§ **Task description**: Pick out every line in the rows below that contains the string "wing" and copy each such line in full. Uppercase and lowercase count as different letters.

## start

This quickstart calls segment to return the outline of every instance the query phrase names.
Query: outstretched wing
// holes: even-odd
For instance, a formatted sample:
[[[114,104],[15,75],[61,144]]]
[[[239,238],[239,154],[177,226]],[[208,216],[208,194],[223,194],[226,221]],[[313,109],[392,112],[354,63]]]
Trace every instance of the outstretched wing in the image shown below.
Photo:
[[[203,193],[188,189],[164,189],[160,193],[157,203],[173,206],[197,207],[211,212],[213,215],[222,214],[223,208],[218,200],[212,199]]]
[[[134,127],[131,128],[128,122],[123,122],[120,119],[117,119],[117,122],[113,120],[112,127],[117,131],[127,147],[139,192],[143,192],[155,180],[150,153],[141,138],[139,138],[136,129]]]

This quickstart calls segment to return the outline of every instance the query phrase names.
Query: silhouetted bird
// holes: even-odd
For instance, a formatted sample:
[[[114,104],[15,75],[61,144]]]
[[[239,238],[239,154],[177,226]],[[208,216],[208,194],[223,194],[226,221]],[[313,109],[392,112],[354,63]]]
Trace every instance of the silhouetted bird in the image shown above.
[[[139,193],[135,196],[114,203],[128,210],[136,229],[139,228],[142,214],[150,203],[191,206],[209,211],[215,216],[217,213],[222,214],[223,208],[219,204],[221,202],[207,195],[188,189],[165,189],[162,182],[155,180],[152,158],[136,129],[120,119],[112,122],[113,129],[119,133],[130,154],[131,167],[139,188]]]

## end

§ **Complete response**:
Query: outstretched wing
Trace every instance of the outstretched wing in the image shown below.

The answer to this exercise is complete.